Problem requirements:
Extract the stretch of records from the start through the line containing "130, 184, 146, 190", inclusive, reproducing each line verbatim.

::::::

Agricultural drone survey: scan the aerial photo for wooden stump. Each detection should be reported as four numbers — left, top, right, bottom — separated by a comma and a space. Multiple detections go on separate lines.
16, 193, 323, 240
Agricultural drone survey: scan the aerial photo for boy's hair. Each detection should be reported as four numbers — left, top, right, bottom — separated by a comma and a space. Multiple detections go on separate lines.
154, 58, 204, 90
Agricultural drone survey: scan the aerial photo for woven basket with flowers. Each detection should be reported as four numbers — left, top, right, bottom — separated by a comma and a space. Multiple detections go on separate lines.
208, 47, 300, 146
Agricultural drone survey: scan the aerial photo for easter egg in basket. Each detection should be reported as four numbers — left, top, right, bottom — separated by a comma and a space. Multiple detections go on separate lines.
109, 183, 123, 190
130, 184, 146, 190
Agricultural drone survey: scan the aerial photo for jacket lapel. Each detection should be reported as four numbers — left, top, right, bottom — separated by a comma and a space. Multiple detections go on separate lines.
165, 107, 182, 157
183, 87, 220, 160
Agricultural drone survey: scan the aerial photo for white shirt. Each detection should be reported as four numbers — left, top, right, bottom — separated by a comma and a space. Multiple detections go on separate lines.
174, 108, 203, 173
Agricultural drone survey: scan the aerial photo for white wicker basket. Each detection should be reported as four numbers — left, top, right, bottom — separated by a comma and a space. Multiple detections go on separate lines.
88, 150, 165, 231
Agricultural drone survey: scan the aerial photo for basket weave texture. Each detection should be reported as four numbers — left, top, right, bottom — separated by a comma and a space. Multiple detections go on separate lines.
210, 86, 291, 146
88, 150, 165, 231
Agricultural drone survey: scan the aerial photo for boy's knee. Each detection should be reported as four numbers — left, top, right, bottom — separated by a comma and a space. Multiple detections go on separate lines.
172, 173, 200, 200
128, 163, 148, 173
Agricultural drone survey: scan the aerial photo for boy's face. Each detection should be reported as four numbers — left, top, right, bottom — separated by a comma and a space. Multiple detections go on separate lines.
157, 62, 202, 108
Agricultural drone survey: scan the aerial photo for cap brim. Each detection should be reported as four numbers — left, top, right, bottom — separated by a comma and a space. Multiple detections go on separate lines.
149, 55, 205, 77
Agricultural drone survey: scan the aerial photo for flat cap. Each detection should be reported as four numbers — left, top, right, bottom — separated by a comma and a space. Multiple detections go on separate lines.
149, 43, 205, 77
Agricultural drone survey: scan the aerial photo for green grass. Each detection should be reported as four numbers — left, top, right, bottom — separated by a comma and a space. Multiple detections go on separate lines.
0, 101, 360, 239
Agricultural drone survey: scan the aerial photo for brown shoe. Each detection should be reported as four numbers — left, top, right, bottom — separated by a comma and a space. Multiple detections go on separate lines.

::::::

Exercise answer:
Agricultural drone survey: scan the aerial photo for wooden stump. Each detection should be reported as four numbers — left, top, right, bottom — separated by a comma and a space. Multiple detections go on separate lines.
16, 193, 323, 240
Agricultural drone survey: scan the aerial photo for boy's hair. Each detection should be reported as four numbers — left, top, right, bottom — separated by a comma and a space. Multiple detections go on separate lines.
154, 58, 204, 90
Agricultural drone survey: scan the aerial photo for woven basket with flowers. Each detection should be reported as four numbers — left, top, right, bottom — separated by a comma and a space. Multiple detections go on separate lines.
208, 47, 300, 146
Agricultural drone survey: scan the aerial photo for easter egg in basket. Each detection should be reported as four numbers — left, top, right, bottom — separated by a comma and a space. Multiple detections go on separate lines.
109, 183, 123, 190
130, 184, 146, 190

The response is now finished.